# PASSAGE
=== Begin Enclosure ===

Texture is one of the main reasons why both adults and children reject foods. Healthy foods have complex textures so it is crucial to introduce various textures as early as possible. Introducing texture should be done as soon as toddlers can manage them, which makes the first three years of life a critical period. If this opportunity is missed, your toddler may not be able to handle textures in the future. If your toddler cannot handle certain textures it may lead to avoidance of healthy foods and picky eating in the future2,3.
The introduction of texture into your toddler’s diet is also important for the development of oral motor skills. These are the actions of the mouth, lips, tongue, cheeks and jaw as they suck, bite, chew, and lick. These motor skills work the same muscles in the mouth as those which are needed for speech development. Muscles will not develop if toddlers are not given the textures required for the actions of chewing, biting etc.2,4
From around 12 months, your toddler’s food should be similar in texture as the rest of the family. But be careful, young children under the age of four are at risk of choking, so care should be taken with foods such as:
- Hard lollies
- Raw hard fruit and vegies (e.g. apples, carrots, and celery)
- Small round foods (e.g. olives, grapes and cherry tomatoes)
- Nuts and seeds
- Whole kernel corn
- Hot dogs
- Chunks of tough meat or poultry
- Sticky foods, such as peanut butter, which can get stuck in the back of the mouth
- Hard candy, gum drops and jelly beans5,6.
For toddlers, chop grapes, meat, poultry, hot dogs and raw vegetables and fruits into small pieces about 1½ cm or smaller to promote chewing but prevent choking.
THE ROUGH OF TODDLER FEEDING
The rough of toddler feeding is roughage or more commonly known as fibre. As toddlers grow they start to say “no” more and may want to stick to the bland, beige, starchy diet like chicken nuggets, fries and macaroni. Your toddler may have been willing to eat puree fruit and vegetables. Introducing texture would have been important in moving over to more complete fruits and vegetables they can recognise. It’s at this stage that it is really important to encourage more complete fruits, vegetables, whole grains, and beans which all provide fibre. The Recommended Dietary Allowance (RDA) for fibre in children aged 13-36 months is 19g of fibre per day7,8.
Why is fibre important?
There are a lot of reasons to encourage fibre in your child’s diet, and to make sure you are getting enough as well. The most obvious benefit of fibre is good digestion. Fibre intake combined with adequate fluid intake keeps the digestive tract moving along, preventing constipation which can be painful for both the toddler and parents. Fibre helps make us full and high fibre foods are good sources of nutrients and vitamins that may help reduce the risk of heart disease, certain types of cancer, and obesity9.
Good sources of fibre to include in your toddler’s diet are:
- 1/2 cup of beans or legumes = 6 grams of fibre
- 1/2 cup of cooked vegetables = 2–4 grams of fibre
- 1/2 cup of chopped fruit or 1 small piece of fruit = 3 grams of fibre
- 1 slice of whole wheat bread = 2–4 grams of fibre,
- 1/2 cup of whole grain cereal = 5 grams of fiber1, 10
Remember that fibre works well in a fluid environment so make sure to provide plenty of clean water and other low sugar beverages.
So, as your little toddler grows and begins to explore the world around them, make sure that the world inside them is healthy. A healthy tummy equals a healthy toddler and of course happy parents. Make sure you introduce plenty of different textures so your little one will be able eat all varieties of food as they globe trot the world.

=== End Enclosure ===

# INFORMATION SHOWN

=== Begin Enclosure ===

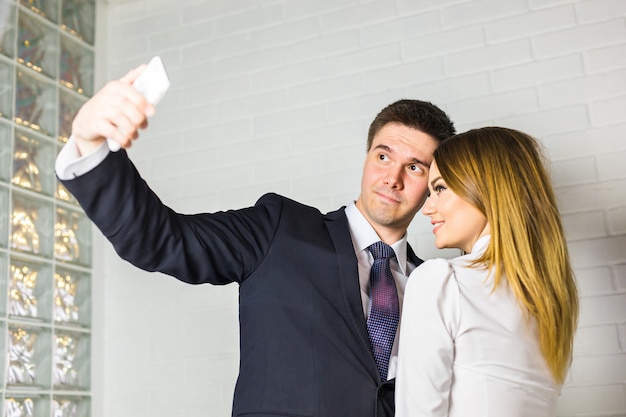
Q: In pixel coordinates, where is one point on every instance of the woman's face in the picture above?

=== End Enclosure ===

# TASK INSTRUCTIONS
**a)** In the toddler feeding article, begin at the words "For toddlers, chop" and stop after "fibre per day7,8.", writing out that part again with "chicken nuggets" swapped for "fish fingers".
**b)** Turn the paragraph of the toddler feeding article that opens "The introduction of texture into your toddler's diet" into a short bulleted list that keeps its main facts.
**c)** Translate this sentence from the toddler feeding article into Spanish: "Remember that fibre works well in a fluid environment so make sure to provide plenty of clean water and other low sugar beverages."

# TASK SOLUTIONS
**a)**
For toddlers, chop grapes, meat, poultry, hot dogs and raw vegetables and fruits into small pieces about 1½ cm or smaller to promote chewing but prevent choking.
THE ROUGH OF TODDLER FEEDING
The rough of toddler feeding is roughage or more commonly known as fibre. As toddlers grow they start to say “no” more and may want to stick to the bland, beige, starchy diet like fish fingers, fries and macaroni. Your toddler may have been willing to eat puree fruit and vegetables. Introducing texture would have been important in moving over to more complete fruits and vegetables they can recognise. It’s at this stage that it is really important to encourage more complete fruits, vegetables, whole grains, and beans which all provide fibre. The Recommended Dietary Allowance (RDA) for fibre in children aged 13-36 months is 19g of fibre per day7,8.

**b)**
- Adding texture to a toddler's diet helps develop oral motor skills.
- These skills are the actions of the mouth, lips, tongue, cheeks and jaw as they suck, bite, chew and lick.
- They work the same mouth muscles needed for speech development.
- Without textures that call for chewing and biting, these muscles will not develop.

**c)** Recuerde que la fibra funciona bien en un entorno líquido, así que asegúrese de ofrecer abundante agua limpia y otras bebidas bajas en azúcar.